# Exercise set:
1: Reproduce the convoy passage from "The convoys also" up to and including "200 U-boat kills.".
2: Answer these questions about the convoy passage:
(a) How many Royal Canadian Air Force squadrons were part of Coastal Command?
(b) On what date did the Germans first use the wolf-pack tactic?
(c) How many ships did U-boats sink in the Gulf of St. Lawrence and the St. Lawrence River that shipping season?
3: Turn the paragraph of the convoy passage that begins "The Germans first used this tactic" into a short bulleted list that keeps its main facts.

The convoys also received aerial protection from the Royal Air Force Coastal Command, which included seven squadrons of the Royal Canadian Air Force (RCAF). By the end of the war, RCAF planes were credited with sinking 19 German U-boats, and the Coastal Command, which included many RCAF crews flying British planes, accounted for more than 200 U-boat kills.
In the early years of the war, the U-boats were clearly winning the battle. Under the command of Admiral Dönitz, the U-boats developed a deadly strategy, hunting convoys in wolf packs. Groups of submarines would stretch out across suspected convoy routes. When a submarine spotted a convoy, the call went out for the rest of the wolf pack to rendezvous in its path. Once gathered, and under cover of night, the U-boats would strike together — their torpedoes ripping into several ships almost simultaneously.
The Germans first used this tactic on 18 October 1940. Seven submarines attacked convoy SC-7, a group of 35 merchant ships and 6 escorts sailing from Sydney, Nova Scotia, to Liverpool, England. During the three-day battle the U-boats sank 20 of the merchant ships; approximately 140 sailors lost their lives.
Canadian naval officer Lieutenant Commander Desmond Piers offered a terrifying account of what it was like to be attacked by a wolf pack. In November 1942, his destroyer HMCS Restigouche, along with 5 corvettes, was escorting a convoy of 42 merchant vessels when they were surrounded by at least 16 U–boats.
“Sometime around midnight the attacks developed…we then entered a period of 72 hours of absolute nightmare…I’d go dashing off at full speed, as fast as the ship would go…drop depth charges…try to put that one down, but there we were surrounded by U-boats…and this went on for 72 hours.”
When it was over, the Germans had sunk one third of the ships in Piers' convoy.
Many of these attacks took place in an area of the mid-Atlantic that became known as the “Black Pit” — a stretch of ocean beyond the range of Allied aircraft tasked with providing aerial coverage for the convoys.
Emboldened by their submariners’ success, the German command also sent U-boats to the coastal of waters of Canada and the United States, where they inflicted severe damage to ships and oil tankers sailing up the coast to join convoys assembling in Nova Scotia. In May 1942, German U-boats entered the Gulf of St. Lawrence and the inland waters of the St. Lawrence River, sinking 21 ships that shipping season, including the ferry SS Caribou. It was the first time Canada had waged war on its inland waters since the War of 1812.

[Dataset entries]
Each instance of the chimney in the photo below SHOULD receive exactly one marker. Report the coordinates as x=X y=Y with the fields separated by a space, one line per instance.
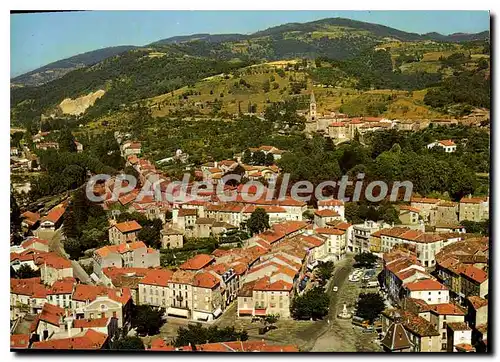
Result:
x=175 y=215
x=69 y=325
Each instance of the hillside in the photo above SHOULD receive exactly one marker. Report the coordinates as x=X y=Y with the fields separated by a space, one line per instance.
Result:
x=344 y=57
x=61 y=67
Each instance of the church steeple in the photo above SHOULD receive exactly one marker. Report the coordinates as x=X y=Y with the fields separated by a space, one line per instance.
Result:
x=312 y=107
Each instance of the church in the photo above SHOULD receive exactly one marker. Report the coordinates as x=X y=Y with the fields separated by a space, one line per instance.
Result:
x=320 y=122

# Task-by-task answers:
1:
The convoys also received aerial protection from the Royal Air Force Coastal Command, which included seven squadrons of the Royal Canadian Air Force (RCAF). By the end of the war, RCAF planes were credited with sinking 19 German U-boats, and the Coastal Command, which included many RCAF crews flying British planes, accounted for more than 200 U-boat kills.

2:
(a) Seven.
(b) 18 October 1940.
(c) 21.

3:
- The Germans first used the wolf-pack tactic on 18 October 1940.
- Seven submarines attacked convoy SC-7.
- SC-7 had 35 merchant ships and 6 escorts and was sailing from Sydney, Nova Scotia, to Liverpool, England.
- The battle lasted three days, and the U-boats sank 20 of the merchant ships.
- About 140 sailors died.